** Task directions **
Reply with nothing but how many lines in the entries below include "motorcycle".

** Available data **
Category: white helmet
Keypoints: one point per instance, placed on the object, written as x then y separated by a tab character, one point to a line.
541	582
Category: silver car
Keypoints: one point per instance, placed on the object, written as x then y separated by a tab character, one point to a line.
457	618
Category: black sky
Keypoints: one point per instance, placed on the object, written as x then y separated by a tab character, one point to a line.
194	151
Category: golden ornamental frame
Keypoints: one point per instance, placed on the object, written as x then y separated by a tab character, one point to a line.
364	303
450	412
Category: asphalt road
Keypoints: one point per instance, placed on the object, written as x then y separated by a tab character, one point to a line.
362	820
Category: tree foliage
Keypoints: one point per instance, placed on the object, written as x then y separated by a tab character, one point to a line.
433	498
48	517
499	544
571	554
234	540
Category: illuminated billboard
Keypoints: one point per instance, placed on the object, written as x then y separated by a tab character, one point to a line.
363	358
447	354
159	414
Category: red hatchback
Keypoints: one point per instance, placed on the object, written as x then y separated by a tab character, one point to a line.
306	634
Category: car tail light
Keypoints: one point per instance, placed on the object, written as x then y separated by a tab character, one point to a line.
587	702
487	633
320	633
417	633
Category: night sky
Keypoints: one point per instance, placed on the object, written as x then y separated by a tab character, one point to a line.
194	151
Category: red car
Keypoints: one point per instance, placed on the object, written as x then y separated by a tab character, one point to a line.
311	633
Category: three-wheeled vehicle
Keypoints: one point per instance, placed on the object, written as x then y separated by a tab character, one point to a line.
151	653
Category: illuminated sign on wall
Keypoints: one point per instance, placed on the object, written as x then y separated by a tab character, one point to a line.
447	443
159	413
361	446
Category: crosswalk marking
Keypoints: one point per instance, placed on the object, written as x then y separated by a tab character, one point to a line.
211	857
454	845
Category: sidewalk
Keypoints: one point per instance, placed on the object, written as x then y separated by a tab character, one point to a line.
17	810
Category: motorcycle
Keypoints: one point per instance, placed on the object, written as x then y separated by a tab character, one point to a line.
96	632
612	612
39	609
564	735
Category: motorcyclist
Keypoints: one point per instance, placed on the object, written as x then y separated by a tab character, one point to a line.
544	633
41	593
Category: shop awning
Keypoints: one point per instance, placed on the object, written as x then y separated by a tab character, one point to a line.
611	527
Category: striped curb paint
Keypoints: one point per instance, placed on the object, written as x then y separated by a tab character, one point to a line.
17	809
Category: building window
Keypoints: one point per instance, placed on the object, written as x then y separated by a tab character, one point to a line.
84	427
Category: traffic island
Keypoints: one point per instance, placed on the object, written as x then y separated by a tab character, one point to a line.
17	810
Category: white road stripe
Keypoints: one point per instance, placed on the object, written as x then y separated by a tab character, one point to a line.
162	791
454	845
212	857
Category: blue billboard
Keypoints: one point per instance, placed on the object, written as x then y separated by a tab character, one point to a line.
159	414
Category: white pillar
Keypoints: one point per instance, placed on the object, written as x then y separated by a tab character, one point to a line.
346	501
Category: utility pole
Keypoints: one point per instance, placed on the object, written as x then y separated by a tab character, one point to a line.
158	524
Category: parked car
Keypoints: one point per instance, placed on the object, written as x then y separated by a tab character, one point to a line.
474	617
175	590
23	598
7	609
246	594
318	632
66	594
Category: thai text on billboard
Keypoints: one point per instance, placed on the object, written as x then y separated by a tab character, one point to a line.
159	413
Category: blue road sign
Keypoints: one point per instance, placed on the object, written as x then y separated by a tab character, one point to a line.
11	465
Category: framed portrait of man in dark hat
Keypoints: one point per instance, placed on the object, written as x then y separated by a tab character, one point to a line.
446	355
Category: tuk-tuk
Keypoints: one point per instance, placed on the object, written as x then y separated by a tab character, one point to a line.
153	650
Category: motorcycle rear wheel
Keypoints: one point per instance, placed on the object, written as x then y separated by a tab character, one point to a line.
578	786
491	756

** Answer below **
2